Task goal: Copy out every line of the records below that contains the word "striped", matching case exactly.

Material provided:
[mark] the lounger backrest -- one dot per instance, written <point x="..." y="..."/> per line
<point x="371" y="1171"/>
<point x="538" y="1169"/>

* * *

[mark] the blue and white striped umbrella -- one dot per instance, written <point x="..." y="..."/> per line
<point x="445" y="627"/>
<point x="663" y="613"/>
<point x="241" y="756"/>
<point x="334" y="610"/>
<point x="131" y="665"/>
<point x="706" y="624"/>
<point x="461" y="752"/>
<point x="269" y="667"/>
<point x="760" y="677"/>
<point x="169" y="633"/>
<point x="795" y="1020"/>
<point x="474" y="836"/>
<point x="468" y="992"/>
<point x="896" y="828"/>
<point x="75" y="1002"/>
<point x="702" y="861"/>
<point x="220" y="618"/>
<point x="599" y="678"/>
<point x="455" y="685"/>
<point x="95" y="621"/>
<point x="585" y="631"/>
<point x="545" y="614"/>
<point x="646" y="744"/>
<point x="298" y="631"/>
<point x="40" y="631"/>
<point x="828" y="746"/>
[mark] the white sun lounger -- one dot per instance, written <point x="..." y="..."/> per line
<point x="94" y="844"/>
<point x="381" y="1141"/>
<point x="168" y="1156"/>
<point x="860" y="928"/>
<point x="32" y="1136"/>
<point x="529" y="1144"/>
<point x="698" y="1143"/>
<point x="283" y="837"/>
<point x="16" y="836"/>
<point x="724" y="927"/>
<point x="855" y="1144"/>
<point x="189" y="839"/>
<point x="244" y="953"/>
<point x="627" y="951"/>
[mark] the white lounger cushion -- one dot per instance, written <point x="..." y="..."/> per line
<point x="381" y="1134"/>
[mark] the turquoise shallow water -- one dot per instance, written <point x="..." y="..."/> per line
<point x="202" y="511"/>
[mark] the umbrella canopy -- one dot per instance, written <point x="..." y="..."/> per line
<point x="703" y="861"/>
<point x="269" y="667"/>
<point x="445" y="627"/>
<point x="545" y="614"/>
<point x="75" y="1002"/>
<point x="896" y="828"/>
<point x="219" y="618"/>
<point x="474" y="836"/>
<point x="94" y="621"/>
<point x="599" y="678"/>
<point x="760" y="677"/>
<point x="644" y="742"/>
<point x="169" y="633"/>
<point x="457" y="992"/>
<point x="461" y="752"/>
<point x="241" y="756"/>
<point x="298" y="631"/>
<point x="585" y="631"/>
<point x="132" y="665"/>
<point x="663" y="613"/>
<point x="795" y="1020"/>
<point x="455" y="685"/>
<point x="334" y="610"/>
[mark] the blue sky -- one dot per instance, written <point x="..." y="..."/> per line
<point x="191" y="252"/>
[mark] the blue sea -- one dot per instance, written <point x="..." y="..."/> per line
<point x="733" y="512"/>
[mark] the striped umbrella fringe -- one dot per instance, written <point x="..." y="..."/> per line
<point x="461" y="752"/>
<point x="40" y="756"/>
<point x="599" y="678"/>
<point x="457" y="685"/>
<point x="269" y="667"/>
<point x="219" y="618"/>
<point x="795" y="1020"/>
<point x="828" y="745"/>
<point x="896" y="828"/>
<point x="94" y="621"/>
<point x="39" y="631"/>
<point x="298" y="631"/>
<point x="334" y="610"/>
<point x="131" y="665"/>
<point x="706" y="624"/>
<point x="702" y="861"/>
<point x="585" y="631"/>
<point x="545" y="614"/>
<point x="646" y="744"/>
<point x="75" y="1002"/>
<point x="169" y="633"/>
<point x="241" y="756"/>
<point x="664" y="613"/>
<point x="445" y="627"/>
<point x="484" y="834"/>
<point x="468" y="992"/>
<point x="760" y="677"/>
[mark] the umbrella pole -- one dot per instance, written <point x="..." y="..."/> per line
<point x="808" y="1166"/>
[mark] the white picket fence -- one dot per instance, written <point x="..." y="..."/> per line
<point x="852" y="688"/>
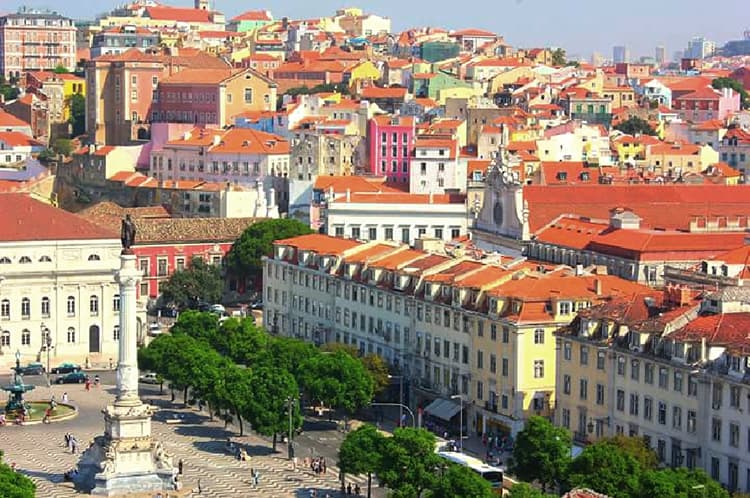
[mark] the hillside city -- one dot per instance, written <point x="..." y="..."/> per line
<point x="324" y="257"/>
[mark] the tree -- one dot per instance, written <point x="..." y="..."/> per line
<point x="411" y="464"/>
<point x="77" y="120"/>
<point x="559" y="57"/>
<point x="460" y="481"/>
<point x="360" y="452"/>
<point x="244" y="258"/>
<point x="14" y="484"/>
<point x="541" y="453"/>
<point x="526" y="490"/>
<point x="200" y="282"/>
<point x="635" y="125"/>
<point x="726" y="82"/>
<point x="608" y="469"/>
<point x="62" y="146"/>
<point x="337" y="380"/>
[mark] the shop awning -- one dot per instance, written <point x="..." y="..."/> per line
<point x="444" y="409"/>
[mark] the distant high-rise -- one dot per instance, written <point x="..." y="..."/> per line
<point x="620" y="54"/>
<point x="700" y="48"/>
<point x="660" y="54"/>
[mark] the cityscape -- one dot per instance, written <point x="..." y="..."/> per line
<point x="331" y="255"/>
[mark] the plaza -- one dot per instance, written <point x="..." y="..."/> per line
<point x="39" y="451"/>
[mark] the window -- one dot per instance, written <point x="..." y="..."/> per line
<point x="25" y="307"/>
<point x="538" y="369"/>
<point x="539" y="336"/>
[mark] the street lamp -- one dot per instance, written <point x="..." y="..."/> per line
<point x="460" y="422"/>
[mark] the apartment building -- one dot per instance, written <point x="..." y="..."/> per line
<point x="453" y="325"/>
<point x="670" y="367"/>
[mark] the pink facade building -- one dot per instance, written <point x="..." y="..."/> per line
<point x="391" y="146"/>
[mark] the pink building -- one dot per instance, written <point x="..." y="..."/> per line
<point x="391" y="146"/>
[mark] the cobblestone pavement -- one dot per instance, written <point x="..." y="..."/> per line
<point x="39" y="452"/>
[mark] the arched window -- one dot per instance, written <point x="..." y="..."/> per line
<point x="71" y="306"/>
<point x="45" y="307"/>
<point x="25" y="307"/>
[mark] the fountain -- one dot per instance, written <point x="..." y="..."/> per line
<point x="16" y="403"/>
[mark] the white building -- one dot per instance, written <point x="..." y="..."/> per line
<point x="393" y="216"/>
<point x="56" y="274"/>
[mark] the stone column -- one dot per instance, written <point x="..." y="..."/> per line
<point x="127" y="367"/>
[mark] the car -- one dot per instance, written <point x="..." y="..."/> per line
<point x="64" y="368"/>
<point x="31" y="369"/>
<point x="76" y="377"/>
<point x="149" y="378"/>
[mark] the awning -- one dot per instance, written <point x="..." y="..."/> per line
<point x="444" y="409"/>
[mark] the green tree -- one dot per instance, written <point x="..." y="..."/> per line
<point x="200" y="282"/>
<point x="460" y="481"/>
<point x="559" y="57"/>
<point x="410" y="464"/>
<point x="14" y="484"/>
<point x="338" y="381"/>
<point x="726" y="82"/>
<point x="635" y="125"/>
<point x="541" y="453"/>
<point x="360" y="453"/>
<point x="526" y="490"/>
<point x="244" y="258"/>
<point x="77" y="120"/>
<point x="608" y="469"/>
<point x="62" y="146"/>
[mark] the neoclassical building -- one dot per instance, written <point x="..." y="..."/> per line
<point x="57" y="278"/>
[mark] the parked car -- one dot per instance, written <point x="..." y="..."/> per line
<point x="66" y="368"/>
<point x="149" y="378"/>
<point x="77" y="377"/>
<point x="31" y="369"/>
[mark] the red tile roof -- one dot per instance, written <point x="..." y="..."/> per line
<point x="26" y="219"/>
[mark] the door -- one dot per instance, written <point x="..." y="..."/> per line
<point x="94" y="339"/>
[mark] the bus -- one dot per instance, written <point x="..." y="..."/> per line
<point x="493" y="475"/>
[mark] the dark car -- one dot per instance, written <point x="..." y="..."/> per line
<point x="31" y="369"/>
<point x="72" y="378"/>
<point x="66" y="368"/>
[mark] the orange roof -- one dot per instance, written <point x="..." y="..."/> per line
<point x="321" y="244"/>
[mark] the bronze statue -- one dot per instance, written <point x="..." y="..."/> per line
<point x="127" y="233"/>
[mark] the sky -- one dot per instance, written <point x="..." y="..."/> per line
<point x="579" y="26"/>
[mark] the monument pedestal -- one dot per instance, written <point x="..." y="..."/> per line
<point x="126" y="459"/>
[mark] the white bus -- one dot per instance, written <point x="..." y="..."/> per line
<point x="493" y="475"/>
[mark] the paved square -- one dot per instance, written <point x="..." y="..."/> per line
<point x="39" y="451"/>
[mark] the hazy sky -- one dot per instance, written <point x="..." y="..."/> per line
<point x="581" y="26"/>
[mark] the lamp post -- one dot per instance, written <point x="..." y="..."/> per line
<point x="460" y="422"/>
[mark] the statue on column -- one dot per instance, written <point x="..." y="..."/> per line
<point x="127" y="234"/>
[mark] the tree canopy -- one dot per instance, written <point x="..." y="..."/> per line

Final answer:
[mark] the blue and white striped umbrella -- one dot per instance, written <point x="..." y="..."/> per line
[mark] the striped umbrella fringe -- one dot per instance, written <point x="..." y="..."/> per line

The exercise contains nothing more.